Фрагмент документа »
'''

А. П. Чехов

Письма за 1895 год. Часть 7

Перейти к письму: 1592, 1593, 1594, 1595, 1596, 1597, 1598, 1599, 1600, 1601, 1602, 1603, 1604, 1605.

1591. А. С. КИСЕЛЕВУ

26 сентября 1895 г. Москва.

Большая московская гостиница, № 5.

Дорогой Алексей Сергеевич, уезжая вчера в Москву, я получил на станции Ваше письмо, а сегодня, очевидно, споспешествуемый добрыми духами и Вашими святыми молитвами, я встретил на улице самого Сытина, так что писать к нему не понадобилось. Я предупредил его, что к нему придет г. Бот с рассказами Марии Владимировны, и теперь мне остается только пожалеть, что я не знаю адреса г. Бота, так как застать Сытина можно, но очень трудно. В каждом доме есть деньги, только надо знать, где они лежат; так в каждом городе суть нужные люди, только нужно знать, когда и где их можно застать. На всякий случай напишите г. Б<оту>, что с раннего утра до 11 1/2 — 12 час. дня Сытина легче всего застать в его типографии на Валовой улице, а после 12 - в складе; а еще лучше, прежде чем идти к нему, - справиться по телефону, где он. Человек он смирный, любезный, немножко застенчивый.

Узнав, что ему принесут 17 листов, он сказал: "Для нас это много". И я думаю, что для книжки это много. Выбирать и одобрять рассказы будет не сам Сытин, а инспектор народных училищ Вахтеров, заведующий у него народными и детскими изданиями. Я знаком с Вахтеровым, но не коротко. Если Бот, как педагог, знаком с ним, то вот Вам прекрасный случай дать ему еще одно поручение - поторопить Вахтерова. Я тоже потороплю.

Еще одно примечание: когда я говорил с Сытиным о рассказах, то на лице его была написана готовность.

Как Вы поживаете вообще? Давно уже я Вас не видел. Где Ваши? Где Сережа?

В Москве я буду жить до 2-го октября - к Вашим услугам. Всякое Ваше поручение исполню с большим удовольствием.

'''

Исходные данные »
'''

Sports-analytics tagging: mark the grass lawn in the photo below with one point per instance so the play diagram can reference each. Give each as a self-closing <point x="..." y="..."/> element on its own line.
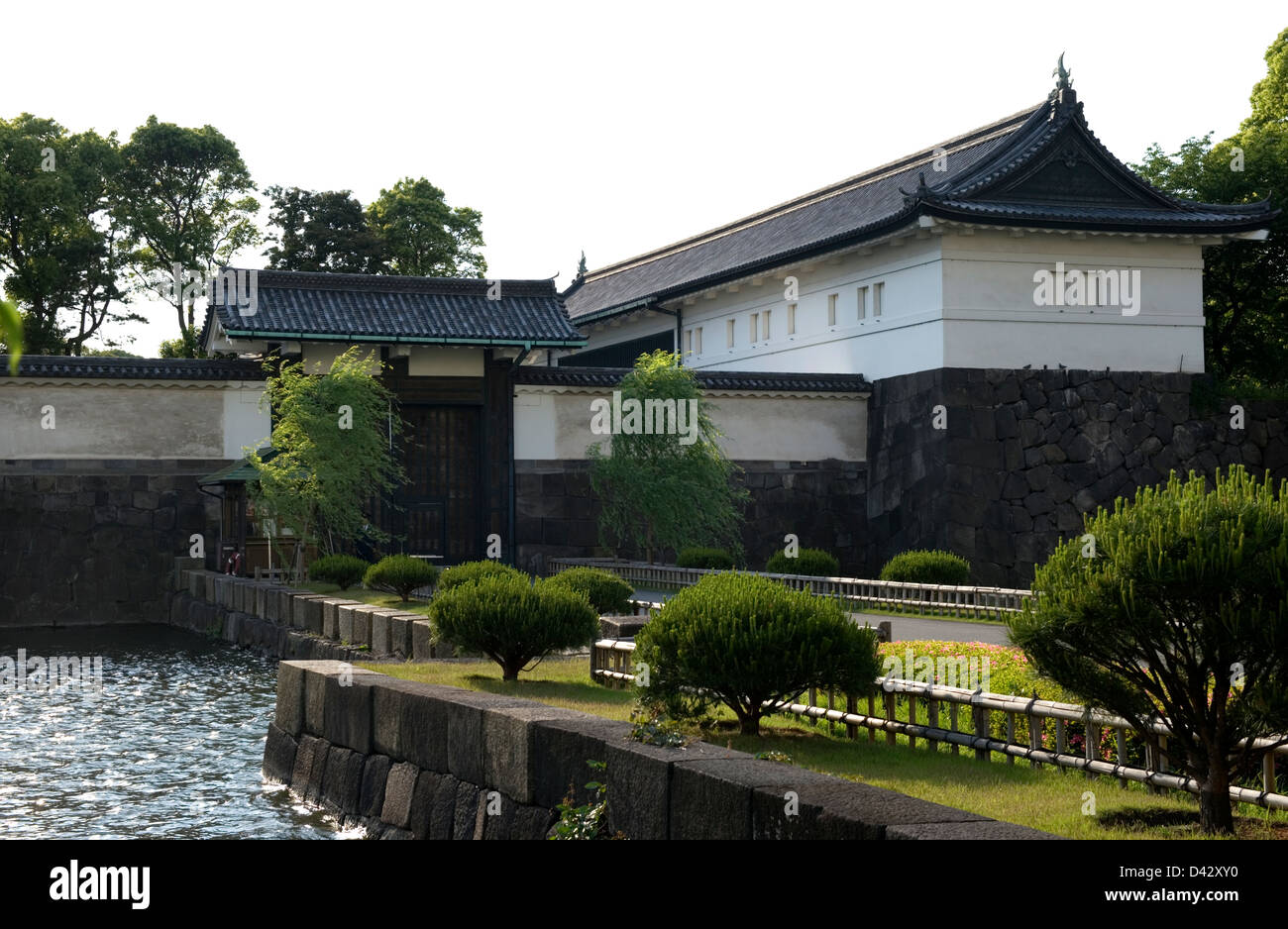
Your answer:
<point x="377" y="597"/>
<point x="1043" y="798"/>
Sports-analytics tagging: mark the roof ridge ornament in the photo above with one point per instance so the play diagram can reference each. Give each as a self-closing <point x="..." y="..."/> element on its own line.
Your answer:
<point x="1063" y="98"/>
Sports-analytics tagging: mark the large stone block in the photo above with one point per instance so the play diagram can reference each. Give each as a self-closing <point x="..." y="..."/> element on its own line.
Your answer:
<point x="465" y="712"/>
<point x="711" y="798"/>
<point x="423" y="803"/>
<point x="307" y="613"/>
<point x="399" y="633"/>
<point x="443" y="812"/>
<point x="639" y="782"/>
<point x="559" y="752"/>
<point x="380" y="632"/>
<point x="290" y="696"/>
<point x="348" y="708"/>
<point x="342" y="787"/>
<point x="424" y="730"/>
<point x="375" y="773"/>
<point x="465" y="818"/>
<point x="279" y="754"/>
<point x="421" y="640"/>
<point x="510" y="761"/>
<point x="399" y="789"/>
<point x="331" y="616"/>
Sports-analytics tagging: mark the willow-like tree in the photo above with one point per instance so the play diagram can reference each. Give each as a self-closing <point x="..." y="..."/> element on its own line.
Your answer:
<point x="665" y="488"/>
<point x="1175" y="607"/>
<point x="333" y="435"/>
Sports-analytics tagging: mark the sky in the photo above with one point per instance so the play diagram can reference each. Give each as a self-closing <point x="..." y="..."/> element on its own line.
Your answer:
<point x="614" y="128"/>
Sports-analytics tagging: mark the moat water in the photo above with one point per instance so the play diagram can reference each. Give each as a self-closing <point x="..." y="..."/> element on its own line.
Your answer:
<point x="140" y="731"/>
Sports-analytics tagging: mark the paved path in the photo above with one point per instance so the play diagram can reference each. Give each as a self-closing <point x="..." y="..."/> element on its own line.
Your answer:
<point x="909" y="629"/>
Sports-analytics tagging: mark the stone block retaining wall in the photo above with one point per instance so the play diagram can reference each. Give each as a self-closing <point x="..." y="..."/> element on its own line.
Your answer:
<point x="407" y="760"/>
<point x="288" y="623"/>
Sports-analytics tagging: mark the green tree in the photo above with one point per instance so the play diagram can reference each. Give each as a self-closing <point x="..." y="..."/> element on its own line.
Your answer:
<point x="184" y="206"/>
<point x="322" y="231"/>
<point x="660" y="490"/>
<point x="333" y="437"/>
<point x="747" y="641"/>
<point x="1244" y="283"/>
<point x="58" y="237"/>
<point x="423" y="236"/>
<point x="1181" y="613"/>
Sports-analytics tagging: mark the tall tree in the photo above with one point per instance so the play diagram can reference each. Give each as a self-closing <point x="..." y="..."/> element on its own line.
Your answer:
<point x="322" y="231"/>
<point x="56" y="233"/>
<point x="333" y="434"/>
<point x="423" y="236"/>
<point x="1244" y="283"/>
<point x="185" y="209"/>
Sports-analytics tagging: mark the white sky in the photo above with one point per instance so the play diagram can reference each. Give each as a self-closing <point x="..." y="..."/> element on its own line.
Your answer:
<point x="608" y="126"/>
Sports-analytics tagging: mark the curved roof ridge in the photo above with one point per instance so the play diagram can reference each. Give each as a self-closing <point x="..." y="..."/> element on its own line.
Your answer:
<point x="902" y="163"/>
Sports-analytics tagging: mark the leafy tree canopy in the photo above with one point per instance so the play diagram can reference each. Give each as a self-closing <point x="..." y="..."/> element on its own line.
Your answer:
<point x="1244" y="283"/>
<point x="423" y="236"/>
<point x="322" y="231"/>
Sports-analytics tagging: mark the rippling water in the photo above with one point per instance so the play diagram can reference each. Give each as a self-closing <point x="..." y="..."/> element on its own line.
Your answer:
<point x="171" y="748"/>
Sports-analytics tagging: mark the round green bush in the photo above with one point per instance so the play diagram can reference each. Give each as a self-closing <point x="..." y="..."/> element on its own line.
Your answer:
<point x="742" y="640"/>
<point x="925" y="567"/>
<point x="342" y="570"/>
<point x="511" y="620"/>
<point x="812" y="562"/>
<point x="715" y="559"/>
<point x="608" y="593"/>
<point x="400" y="574"/>
<point x="471" y="571"/>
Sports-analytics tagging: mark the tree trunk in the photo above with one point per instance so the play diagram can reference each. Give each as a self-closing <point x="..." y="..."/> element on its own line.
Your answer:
<point x="1215" y="812"/>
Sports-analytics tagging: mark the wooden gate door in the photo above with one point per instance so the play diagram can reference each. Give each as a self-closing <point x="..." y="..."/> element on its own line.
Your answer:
<point x="441" y="502"/>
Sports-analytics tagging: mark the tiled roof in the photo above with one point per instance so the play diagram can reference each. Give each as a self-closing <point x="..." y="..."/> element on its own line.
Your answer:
<point x="137" y="368"/>
<point x="373" y="306"/>
<point x="709" y="379"/>
<point x="993" y="174"/>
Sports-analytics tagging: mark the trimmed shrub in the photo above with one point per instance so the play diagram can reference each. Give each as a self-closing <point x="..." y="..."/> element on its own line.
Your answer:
<point x="400" y="574"/>
<point x="742" y="640"/>
<point x="716" y="559"/>
<point x="811" y="562"/>
<point x="604" y="589"/>
<point x="926" y="567"/>
<point x="471" y="571"/>
<point x="511" y="620"/>
<point x="342" y="570"/>
<point x="1175" y="602"/>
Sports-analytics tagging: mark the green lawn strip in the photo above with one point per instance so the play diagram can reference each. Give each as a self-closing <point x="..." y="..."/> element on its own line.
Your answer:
<point x="1043" y="798"/>
<point x="374" y="597"/>
<point x="863" y="609"/>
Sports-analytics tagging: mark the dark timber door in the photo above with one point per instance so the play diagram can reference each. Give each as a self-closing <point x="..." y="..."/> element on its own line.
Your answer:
<point x="441" y="501"/>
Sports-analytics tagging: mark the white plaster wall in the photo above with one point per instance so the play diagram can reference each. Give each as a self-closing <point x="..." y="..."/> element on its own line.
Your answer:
<point x="552" y="426"/>
<point x="145" y="420"/>
<point x="992" y="319"/>
<point x="957" y="300"/>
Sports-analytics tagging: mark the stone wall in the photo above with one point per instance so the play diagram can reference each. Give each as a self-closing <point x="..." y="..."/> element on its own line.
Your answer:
<point x="404" y="761"/>
<point x="1024" y="455"/>
<point x="284" y="622"/>
<point x="820" y="502"/>
<point x="93" y="542"/>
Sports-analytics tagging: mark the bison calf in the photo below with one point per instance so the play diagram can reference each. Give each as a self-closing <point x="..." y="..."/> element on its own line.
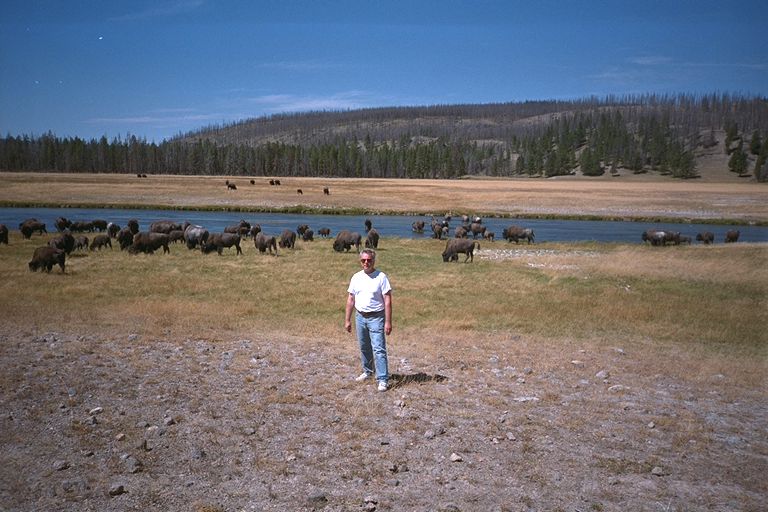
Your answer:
<point x="47" y="257"/>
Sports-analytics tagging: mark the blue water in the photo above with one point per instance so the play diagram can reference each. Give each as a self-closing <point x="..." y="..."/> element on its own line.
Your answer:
<point x="387" y="225"/>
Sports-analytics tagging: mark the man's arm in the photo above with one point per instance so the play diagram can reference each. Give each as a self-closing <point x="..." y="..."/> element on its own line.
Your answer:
<point x="348" y="312"/>
<point x="388" y="312"/>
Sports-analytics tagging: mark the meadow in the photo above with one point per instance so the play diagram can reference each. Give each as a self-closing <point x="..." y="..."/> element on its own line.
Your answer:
<point x="545" y="376"/>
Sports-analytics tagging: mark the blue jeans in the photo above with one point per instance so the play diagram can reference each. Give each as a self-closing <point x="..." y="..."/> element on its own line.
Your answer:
<point x="373" y="344"/>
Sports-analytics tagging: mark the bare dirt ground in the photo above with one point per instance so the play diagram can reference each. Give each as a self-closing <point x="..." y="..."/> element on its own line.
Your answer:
<point x="96" y="420"/>
<point x="252" y="421"/>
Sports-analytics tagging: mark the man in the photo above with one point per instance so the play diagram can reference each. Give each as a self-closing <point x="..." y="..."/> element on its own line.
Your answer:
<point x="370" y="296"/>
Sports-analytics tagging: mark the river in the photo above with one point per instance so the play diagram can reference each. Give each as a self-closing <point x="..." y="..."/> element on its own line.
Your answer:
<point x="387" y="225"/>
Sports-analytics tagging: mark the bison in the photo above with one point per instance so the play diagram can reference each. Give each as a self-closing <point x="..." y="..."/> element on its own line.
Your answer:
<point x="46" y="257"/>
<point x="195" y="235"/>
<point x="125" y="238"/>
<point x="149" y="242"/>
<point x="456" y="246"/>
<point x="516" y="233"/>
<point x="100" y="241"/>
<point x="164" y="226"/>
<point x="345" y="240"/>
<point x="372" y="240"/>
<point x="65" y="242"/>
<point x="30" y="226"/>
<point x="287" y="239"/>
<point x="265" y="243"/>
<point x="218" y="241"/>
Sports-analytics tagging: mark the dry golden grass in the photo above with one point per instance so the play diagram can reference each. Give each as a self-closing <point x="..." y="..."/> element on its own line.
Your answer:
<point x="626" y="197"/>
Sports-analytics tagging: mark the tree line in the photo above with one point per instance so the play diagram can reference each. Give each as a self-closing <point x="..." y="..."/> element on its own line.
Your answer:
<point x="638" y="134"/>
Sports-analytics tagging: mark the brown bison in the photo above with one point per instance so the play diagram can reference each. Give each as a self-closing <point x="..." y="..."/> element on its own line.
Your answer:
<point x="457" y="246"/>
<point x="218" y="241"/>
<point x="149" y="242"/>
<point x="345" y="240"/>
<point x="30" y="226"/>
<point x="287" y="239"/>
<point x="46" y="257"/>
<point x="516" y="233"/>
<point x="65" y="242"/>
<point x="265" y="243"/>
<point x="100" y="241"/>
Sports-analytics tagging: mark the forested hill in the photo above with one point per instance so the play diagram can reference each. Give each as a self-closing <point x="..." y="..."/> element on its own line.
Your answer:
<point x="668" y="135"/>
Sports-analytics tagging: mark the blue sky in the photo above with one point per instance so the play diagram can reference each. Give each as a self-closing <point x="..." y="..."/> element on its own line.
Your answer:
<point x="157" y="68"/>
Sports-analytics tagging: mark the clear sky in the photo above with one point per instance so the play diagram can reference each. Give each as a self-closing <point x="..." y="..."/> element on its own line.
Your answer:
<point x="155" y="68"/>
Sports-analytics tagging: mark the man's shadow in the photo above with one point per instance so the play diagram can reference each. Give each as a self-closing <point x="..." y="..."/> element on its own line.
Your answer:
<point x="397" y="380"/>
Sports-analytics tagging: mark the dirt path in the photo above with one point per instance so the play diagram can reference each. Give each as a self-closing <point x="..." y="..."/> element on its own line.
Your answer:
<point x="108" y="421"/>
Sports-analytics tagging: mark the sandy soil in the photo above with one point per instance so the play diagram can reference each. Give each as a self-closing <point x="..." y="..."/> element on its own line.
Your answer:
<point x="113" y="421"/>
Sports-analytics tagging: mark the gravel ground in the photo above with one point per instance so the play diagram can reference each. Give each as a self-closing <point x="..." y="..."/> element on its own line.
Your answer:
<point x="95" y="421"/>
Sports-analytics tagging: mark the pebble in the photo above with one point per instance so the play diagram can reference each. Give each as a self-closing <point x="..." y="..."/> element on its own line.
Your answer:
<point x="116" y="489"/>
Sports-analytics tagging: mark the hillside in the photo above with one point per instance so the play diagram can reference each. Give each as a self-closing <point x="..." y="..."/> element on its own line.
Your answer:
<point x="711" y="137"/>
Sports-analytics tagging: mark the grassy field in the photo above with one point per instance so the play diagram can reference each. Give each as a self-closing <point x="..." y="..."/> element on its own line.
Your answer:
<point x="623" y="198"/>
<point x="699" y="298"/>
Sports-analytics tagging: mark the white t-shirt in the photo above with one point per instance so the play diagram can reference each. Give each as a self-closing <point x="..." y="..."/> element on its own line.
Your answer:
<point x="369" y="290"/>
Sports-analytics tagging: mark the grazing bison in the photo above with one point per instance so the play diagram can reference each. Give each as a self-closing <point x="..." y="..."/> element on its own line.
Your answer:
<point x="100" y="241"/>
<point x="218" y="241"/>
<point x="81" y="242"/>
<point x="177" y="235"/>
<point x="287" y="239"/>
<point x="30" y="226"/>
<point x="195" y="235"/>
<point x="149" y="242"/>
<point x="113" y="229"/>
<point x="345" y="240"/>
<point x="99" y="224"/>
<point x="164" y="226"/>
<point x="476" y="229"/>
<point x="62" y="223"/>
<point x="660" y="238"/>
<point x="64" y="242"/>
<point x="46" y="257"/>
<point x="81" y="226"/>
<point x="265" y="243"/>
<point x="372" y="240"/>
<point x="516" y="233"/>
<point x="125" y="238"/>
<point x="255" y="230"/>
<point x="456" y="246"/>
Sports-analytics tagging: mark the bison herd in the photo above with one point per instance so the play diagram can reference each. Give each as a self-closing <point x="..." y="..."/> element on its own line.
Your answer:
<point x="161" y="234"/>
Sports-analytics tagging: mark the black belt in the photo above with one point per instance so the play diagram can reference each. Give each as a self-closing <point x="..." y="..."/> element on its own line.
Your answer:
<point x="368" y="314"/>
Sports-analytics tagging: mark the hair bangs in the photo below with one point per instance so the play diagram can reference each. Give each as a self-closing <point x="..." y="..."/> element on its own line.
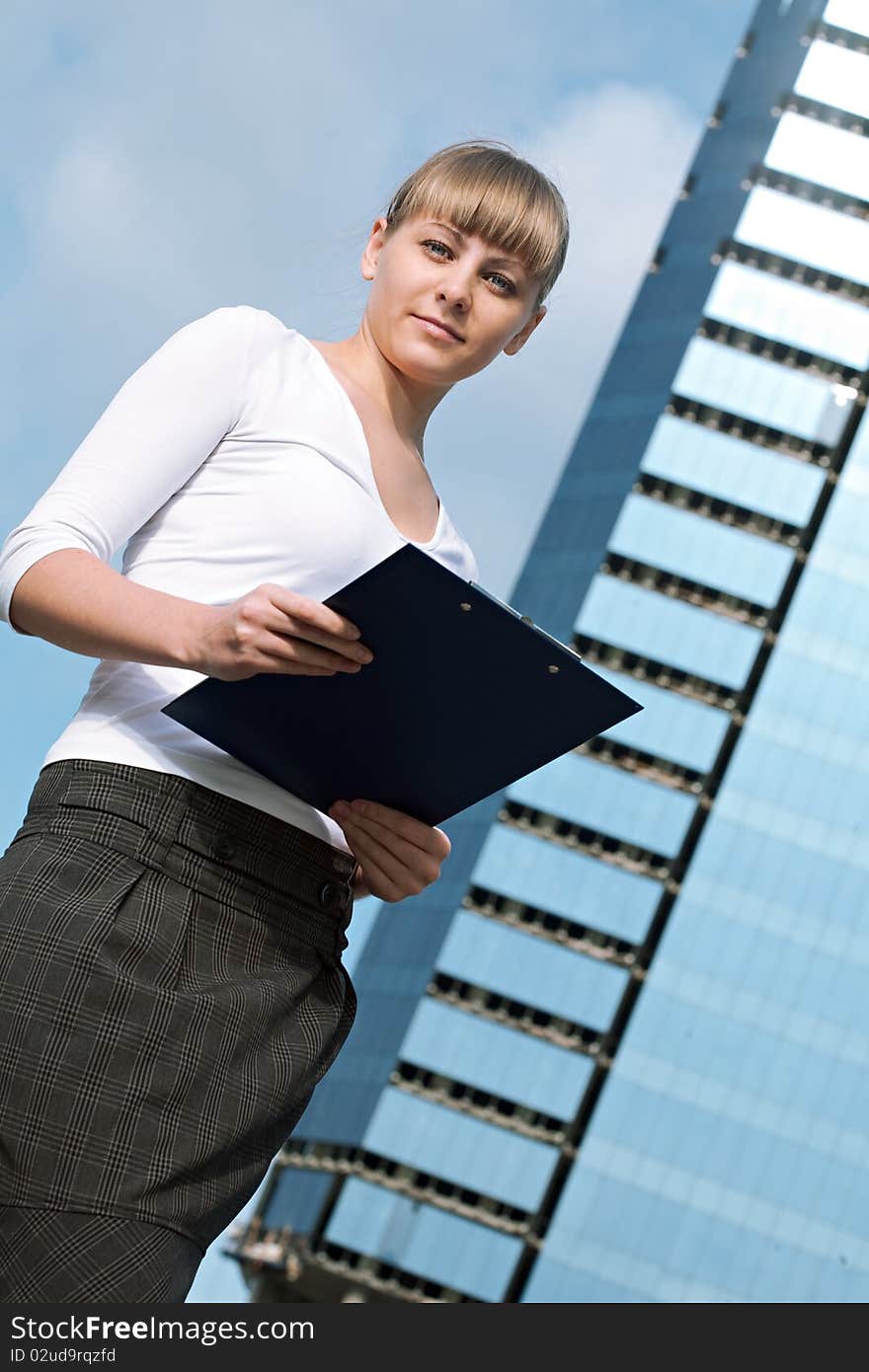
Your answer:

'''

Задания для выполнения »
A - Как будет выглядеть отрывок письма от «Узнав, что ему» до «Я тоже потороплю.», если заменить «17 листов» на «20 листов»?
B - О чем это письмо? Перескажите его в двух предложениях.

Ответы по заданиям »
A -
Узнав, что ему принесут 20 листов, он сказал: "Для нас это много". И я думаю, что для книжки это много. Выбирать и одобрять рассказы будет не сам Сытин, а инспектор народных училищ Вахтеров, заведующий у него народными и детскими изданиями. Я знаком с Вахтеровым, но не коротко. Если Бот, как педагог, знаком с ним, то вот Вам прекрасный случай дать ему еще одно поручение - поторопить Вахтерова. Я тоже потороплю.

B - Автор встретил Сытина на улице в Москве и предупредил его, что г. Бот принесет рассказы Марии Владимировны, а также объяснил, где и когда Сытина легче всего застать. Рассказы будет выбирать Вахтеров, заведующий у Сытина народными и детскими изданиями, и автор советует поручить Боту поторопить его, обещая сделать то же самое и оставаясь в Москве до 2 октября.